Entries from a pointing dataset
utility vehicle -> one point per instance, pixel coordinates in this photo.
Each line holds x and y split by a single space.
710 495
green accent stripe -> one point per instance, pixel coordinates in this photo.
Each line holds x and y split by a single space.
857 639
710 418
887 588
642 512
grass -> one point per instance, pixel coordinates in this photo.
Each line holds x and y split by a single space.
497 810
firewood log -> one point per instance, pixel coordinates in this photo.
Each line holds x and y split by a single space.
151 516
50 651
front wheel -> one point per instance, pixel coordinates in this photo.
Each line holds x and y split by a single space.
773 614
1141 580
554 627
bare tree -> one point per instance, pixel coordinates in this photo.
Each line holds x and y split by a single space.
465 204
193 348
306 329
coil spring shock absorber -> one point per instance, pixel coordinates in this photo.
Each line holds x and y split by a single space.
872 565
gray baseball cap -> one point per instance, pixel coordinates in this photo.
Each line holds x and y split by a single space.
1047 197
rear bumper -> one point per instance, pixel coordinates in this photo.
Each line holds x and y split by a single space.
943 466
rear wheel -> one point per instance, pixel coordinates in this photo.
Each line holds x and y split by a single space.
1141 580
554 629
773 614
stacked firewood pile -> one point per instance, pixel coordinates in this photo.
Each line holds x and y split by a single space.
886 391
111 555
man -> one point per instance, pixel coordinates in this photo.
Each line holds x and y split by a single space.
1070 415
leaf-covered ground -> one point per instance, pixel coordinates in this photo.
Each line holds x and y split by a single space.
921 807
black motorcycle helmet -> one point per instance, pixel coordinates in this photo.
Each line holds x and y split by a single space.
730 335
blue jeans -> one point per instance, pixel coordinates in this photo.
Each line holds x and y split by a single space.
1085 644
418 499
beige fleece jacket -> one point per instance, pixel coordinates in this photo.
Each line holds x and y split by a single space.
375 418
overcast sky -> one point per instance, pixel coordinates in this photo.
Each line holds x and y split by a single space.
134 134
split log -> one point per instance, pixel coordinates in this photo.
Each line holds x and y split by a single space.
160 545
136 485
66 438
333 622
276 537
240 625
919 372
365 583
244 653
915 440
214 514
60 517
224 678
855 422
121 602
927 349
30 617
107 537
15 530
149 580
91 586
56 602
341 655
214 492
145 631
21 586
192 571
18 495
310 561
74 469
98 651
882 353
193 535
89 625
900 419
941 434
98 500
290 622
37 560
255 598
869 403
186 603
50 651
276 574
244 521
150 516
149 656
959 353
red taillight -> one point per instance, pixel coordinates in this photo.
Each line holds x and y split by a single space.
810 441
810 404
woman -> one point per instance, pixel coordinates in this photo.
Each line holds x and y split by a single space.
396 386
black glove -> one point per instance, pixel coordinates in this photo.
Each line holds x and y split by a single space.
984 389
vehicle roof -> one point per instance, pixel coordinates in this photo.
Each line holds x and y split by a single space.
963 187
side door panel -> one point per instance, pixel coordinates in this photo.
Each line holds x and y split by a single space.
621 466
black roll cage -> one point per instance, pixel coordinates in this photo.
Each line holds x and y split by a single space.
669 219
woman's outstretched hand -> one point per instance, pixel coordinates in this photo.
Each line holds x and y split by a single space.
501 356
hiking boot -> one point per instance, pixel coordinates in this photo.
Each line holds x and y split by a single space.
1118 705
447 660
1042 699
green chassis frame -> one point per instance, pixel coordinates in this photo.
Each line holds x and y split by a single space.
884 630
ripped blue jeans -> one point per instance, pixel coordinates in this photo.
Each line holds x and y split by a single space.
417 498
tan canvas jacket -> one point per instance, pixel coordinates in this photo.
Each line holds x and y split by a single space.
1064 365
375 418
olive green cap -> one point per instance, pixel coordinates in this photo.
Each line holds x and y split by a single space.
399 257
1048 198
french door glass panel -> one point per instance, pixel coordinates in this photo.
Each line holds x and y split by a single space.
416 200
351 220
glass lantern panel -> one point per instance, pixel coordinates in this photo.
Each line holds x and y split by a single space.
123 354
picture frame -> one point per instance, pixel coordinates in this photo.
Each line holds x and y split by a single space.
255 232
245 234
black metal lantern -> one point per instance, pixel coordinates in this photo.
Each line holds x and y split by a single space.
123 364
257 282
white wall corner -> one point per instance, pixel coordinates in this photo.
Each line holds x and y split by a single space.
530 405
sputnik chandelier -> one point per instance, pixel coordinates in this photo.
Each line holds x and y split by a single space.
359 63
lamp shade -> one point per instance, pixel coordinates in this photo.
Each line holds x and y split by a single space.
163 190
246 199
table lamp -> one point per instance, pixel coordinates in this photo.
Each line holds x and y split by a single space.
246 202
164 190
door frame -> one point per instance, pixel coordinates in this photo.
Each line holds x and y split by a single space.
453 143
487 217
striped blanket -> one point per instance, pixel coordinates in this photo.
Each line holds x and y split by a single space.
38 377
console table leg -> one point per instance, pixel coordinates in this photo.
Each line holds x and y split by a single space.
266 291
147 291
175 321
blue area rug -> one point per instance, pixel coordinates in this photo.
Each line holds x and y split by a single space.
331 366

__Required task__
Can you reproduce the records above line for line, with no changes, from the first record to the last?

__Exercise output__
utility vehicle -> one point per instance, pixel coordinates in this photo.
Each line holds x and y split by a single space.
710 495
green accent stripe -> one point per instance, pixel coordinates in this photo.
Each line holds x and y split by a single space.
857 639
710 418
887 588
642 512
grass -> one point per instance, pixel coordinates in this photo.
Each line holds x and y split by a single space.
497 810
firewood log -> one point per instance, pixel coordinates in this photo.
Each line holds x and y split by a single space.
151 516
50 651
front wheel -> one point per instance, pixel coordinates in this photo.
Each line holds x and y split by a single space.
773 614
1141 580
554 627
bare tree -> one point per instance, pixel coordinates in this photo.
Each line holds x and y split by a single space.
465 204
193 348
306 329
coil spring shock absorber -> one point per instance, pixel coordinates in this photo.
Each line holds x and y split by a single space.
872 565
gray baseball cap -> one point per instance, pixel coordinates in this photo.
Each line holds x and y split by a single space.
1047 197
rear bumper -> one point per instance, pixel coordinates in this photo.
Each line holds x and y split by a single space.
943 466
rear wheel -> one point per instance, pixel coordinates in this photo.
Each line holds x and y split by a single space.
1141 580
554 629
773 614
stacked firewood pile -> one point per instance, pixel coordinates in this photo.
Each line holds x and y split by a single space.
886 391
111 555
man -> one point per instance, pixel coordinates in this photo.
Each line holds x and y split by a single space.
1070 415
leaf-covered ground -> one point per instance, pixel coordinates in this photo.
Each line holds x and y split by a single space.
921 807
black motorcycle helmet -> one point per instance, pixel coordinates in this photo.
Each line holds x and y split by a single space.
730 335
blue jeans -> one point per instance, pixel coordinates in this photo.
Each line holds x and y split by a single space.
1085 644
418 499
beige fleece jacket -> one point per instance, pixel coordinates in this photo.
Each line holds x and y split by a single space.
375 418
overcast sky -> one point per instance, pixel coordinates in this photo.
Each line holds x and y split by a single space.
134 134
split log -> one point per instance, pixel coordinates in this photo.
Each line holds x and y split by a single space.
160 545
136 485
66 438
333 622
276 537
240 625
919 372
365 583
244 653
915 440
214 514
60 517
224 678
855 422
121 602
927 349
30 617
107 537
15 530
149 580
91 586
56 602
341 655
214 492
145 631
21 586
192 571
18 495
310 561
74 469
98 651
882 353
193 535
89 625
900 419
941 434
98 500
290 622
37 560
255 598
869 403
186 603
50 651
276 574
244 521
150 516
149 656
959 353
red taillight -> one point per instance, pixel coordinates in this photo.
Each line holds x and y split by a single space.
810 441
810 404
woman -> one point per instance, pixel coordinates in this photo.
Each line holds x and y split by a single space.
396 386
black glove -> one point per instance, pixel coordinates in this photo.
Each line holds x and y split by a single space.
984 389
vehicle roof -> one point per instance, pixel coordinates in this photo.
Each line holds x and y split by a single space.
963 187
side door panel -> one point per instance, pixel coordinates in this photo.
Each line holds x and y split by a single space.
621 466
black roll cage -> one point per instance, pixel coordinates in this photo.
Each line holds x and y split by a single space.
669 219
woman's outstretched hand -> one point per instance, pixel coordinates in this photo.
Each line holds x and y split by a single space.
501 356
hiking boot -> one point per instance, pixel coordinates in this photo.
Each line holds x and y split by a single space.
1118 705
447 660
1042 699
green chassis frame -> one point per instance, pixel coordinates in this photo.
Each line holds x and y split by a single space.
884 630
ripped blue jeans -> one point per instance, pixel coordinates in this photo.
Each line holds x and y split by a single space.
417 498
tan canvas jacket -> one point per instance, pixel coordinates in this photo.
Each line holds x and y split by a single space.
1064 365
375 418
olive green cap -> one point per instance, pixel coordinates in this photo.
Each line holds x and y split by a single space.
399 257
1048 198
french door glass panel -> one point per instance, pixel coordinates in this photo.
Each line holds x and y split by a single space.
416 200
351 220
glass lantern panel -> one point per instance, pixel coordinates in this photo.
Each line holds x and y split by a single space.
123 354
picture frame -> one point per instance, pixel coordinates in this photo.
Each line holds x and y split by a single space.
255 232
245 234
black metal lantern -> one point per instance, pixel coordinates in this photo.
Each line holds x and y split by a single space.
123 364
257 282
white wall corner -> one point per instance, pixel coordinates in this photo.
Each line holds x and y split by a single space.
530 405
sputnik chandelier -> one point per instance, pixel coordinates in this photo.
Each line holds x and y split by a single space.
359 63
lamp shade -> one point per instance, pixel coordinates in this photo.
Each line holds x and y split by a single space.
163 190
246 199
table lamp -> one point per instance, pixel coordinates in this photo.
Each line holds x and y split by a single space.
246 202
164 190
door frame -> one point per instance, pixel coordinates in this photo.
Each line holds x and y split by a single space.
453 143
487 217
striped blanket -> one point per instance, pixel coordinates in this photo.
Each line holds x and y split by a single space.
38 377
console table leg -> one point per instance, pixel coordinates in this photo.
Each line holds x and y split by a single space.
266 291
147 291
175 321
blue area rug -> one point per instance, pixel coordinates in this photo.
Each line holds x and y split by a single space.
331 366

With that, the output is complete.